*What you are asked to do*
Begin with the line that has "Point to the distant". Give it and every line after it again, exactly, through the end of the entries below.

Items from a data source
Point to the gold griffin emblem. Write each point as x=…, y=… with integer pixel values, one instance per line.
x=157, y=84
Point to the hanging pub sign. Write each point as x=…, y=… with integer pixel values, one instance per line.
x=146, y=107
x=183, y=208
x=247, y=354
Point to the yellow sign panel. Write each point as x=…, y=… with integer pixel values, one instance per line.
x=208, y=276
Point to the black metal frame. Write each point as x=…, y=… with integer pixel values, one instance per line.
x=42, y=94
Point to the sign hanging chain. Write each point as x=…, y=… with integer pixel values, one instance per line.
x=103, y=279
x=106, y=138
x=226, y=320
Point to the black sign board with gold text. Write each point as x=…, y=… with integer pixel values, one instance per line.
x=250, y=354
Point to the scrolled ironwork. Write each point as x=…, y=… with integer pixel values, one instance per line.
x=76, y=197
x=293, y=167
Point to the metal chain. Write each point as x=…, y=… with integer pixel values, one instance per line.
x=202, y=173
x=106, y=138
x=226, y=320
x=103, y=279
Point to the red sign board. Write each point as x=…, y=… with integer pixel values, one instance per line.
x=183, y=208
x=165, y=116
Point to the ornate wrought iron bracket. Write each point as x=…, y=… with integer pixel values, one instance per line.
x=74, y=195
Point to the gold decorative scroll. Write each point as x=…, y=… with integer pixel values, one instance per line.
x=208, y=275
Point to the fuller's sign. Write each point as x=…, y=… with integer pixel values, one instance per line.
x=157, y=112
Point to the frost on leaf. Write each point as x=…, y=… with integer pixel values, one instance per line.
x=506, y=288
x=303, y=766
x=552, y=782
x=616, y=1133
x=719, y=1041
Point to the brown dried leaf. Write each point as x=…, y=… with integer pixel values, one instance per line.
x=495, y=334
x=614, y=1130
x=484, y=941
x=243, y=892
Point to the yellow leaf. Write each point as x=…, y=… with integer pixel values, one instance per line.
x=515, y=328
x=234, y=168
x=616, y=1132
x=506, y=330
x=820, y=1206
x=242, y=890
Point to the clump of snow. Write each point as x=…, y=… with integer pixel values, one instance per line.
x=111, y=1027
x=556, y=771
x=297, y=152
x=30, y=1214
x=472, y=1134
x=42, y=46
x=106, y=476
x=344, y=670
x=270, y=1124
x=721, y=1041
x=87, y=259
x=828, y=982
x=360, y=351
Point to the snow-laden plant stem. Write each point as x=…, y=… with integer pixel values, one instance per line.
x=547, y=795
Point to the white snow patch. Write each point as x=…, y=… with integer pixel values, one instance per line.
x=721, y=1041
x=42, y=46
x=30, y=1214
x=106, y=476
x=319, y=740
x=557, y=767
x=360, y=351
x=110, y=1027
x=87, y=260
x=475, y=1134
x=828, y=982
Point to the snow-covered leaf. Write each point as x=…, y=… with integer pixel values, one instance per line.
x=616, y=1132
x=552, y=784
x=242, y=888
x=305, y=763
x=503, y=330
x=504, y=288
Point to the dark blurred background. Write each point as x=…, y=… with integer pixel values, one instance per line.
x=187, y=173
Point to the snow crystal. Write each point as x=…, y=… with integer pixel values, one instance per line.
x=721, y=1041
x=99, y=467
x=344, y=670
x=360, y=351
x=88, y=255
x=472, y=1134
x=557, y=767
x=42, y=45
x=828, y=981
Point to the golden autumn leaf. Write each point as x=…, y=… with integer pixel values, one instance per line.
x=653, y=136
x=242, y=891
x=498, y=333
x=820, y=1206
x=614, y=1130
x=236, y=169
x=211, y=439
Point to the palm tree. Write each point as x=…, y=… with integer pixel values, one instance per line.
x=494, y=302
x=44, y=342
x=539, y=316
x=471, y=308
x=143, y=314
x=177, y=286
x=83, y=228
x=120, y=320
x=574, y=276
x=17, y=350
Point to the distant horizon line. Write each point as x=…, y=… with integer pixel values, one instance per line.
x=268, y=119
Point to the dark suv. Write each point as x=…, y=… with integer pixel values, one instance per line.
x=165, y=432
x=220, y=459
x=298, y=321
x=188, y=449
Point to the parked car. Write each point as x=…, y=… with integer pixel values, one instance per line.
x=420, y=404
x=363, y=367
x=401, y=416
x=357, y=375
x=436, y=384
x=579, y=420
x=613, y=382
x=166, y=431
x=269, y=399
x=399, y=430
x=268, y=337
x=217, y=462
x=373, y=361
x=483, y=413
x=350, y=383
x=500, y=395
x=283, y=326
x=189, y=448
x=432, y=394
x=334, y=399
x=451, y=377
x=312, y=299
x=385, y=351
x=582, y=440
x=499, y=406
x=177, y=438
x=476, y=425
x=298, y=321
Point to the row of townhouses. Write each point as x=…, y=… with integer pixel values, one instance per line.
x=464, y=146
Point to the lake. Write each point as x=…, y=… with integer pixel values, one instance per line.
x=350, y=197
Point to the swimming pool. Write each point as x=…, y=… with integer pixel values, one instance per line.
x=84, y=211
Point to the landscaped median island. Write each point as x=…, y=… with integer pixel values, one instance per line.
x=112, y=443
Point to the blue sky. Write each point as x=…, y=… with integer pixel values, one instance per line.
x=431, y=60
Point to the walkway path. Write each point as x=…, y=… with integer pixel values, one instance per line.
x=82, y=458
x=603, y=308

*Exercise output*
Point to the distant horizon line. Write each point as x=…, y=… with integer pixel values, one instance per line.
x=268, y=119
Point to the dark suv. Write each point as x=…, y=… with integer pixel values, one instance per line.
x=165, y=432
x=220, y=459
x=298, y=321
x=188, y=449
Point to the parked car. Write each point as x=…, y=… with integer pixel values, one instance per line.
x=420, y=404
x=363, y=367
x=401, y=416
x=357, y=375
x=436, y=384
x=579, y=420
x=613, y=382
x=166, y=431
x=269, y=399
x=399, y=430
x=268, y=337
x=217, y=462
x=373, y=361
x=483, y=413
x=350, y=383
x=500, y=395
x=283, y=326
x=189, y=448
x=432, y=394
x=334, y=399
x=451, y=377
x=312, y=299
x=385, y=351
x=582, y=440
x=499, y=406
x=177, y=438
x=476, y=425
x=298, y=321
Point to the row of townhouses. Write each point as x=…, y=… with integer pixel values, one instance per line.
x=464, y=146
Point to the lake. Write each point as x=…, y=… with integer pixel values, one instance per line.
x=350, y=197
Point to the swimming pool. Write each point as x=…, y=… with integer pixel values, one instance per line.
x=84, y=211
Point to the landscaped median island. Write each point as x=…, y=… with integer pixel values, one instance per line.
x=112, y=443
Point to the blue sky. Write each point as x=…, y=… with integer pixel values, one instance per line.
x=431, y=60
Point to the walkway path. Write each point as x=…, y=… with integer pixel values, one instance per line.
x=82, y=458
x=603, y=308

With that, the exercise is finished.